Records for the exercise →

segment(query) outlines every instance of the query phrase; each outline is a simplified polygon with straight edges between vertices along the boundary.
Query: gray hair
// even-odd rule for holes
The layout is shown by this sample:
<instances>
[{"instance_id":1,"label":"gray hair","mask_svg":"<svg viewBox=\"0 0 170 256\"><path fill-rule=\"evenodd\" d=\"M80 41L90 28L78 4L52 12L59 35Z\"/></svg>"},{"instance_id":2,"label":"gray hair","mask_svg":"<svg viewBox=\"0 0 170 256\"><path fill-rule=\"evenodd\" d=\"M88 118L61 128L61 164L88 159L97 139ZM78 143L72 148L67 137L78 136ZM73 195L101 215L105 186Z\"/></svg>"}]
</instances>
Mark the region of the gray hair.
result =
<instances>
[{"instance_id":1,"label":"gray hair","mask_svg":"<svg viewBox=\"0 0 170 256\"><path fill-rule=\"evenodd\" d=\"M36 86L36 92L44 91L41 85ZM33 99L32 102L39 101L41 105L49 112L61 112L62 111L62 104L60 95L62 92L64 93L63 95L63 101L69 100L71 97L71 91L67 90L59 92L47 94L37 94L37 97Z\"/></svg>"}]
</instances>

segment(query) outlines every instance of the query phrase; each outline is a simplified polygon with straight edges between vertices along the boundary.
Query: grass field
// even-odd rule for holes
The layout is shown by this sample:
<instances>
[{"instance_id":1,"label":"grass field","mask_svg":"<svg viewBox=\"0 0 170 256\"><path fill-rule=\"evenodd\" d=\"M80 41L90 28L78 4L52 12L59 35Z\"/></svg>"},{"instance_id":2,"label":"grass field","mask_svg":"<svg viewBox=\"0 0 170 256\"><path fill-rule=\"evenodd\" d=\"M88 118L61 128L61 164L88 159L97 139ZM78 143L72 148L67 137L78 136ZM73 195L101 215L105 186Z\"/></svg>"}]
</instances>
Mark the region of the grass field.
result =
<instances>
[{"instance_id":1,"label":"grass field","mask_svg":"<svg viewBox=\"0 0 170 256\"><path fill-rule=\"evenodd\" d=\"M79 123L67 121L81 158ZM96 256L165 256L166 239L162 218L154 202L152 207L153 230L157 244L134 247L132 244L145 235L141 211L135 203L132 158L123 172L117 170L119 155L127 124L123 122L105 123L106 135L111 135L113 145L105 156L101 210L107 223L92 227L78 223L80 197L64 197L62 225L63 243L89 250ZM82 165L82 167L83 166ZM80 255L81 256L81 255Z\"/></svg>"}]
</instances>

Direction →
State only how many lines of the records contain the string "gray", counting only matches with the same capitalization.

Answer to the exercise →
4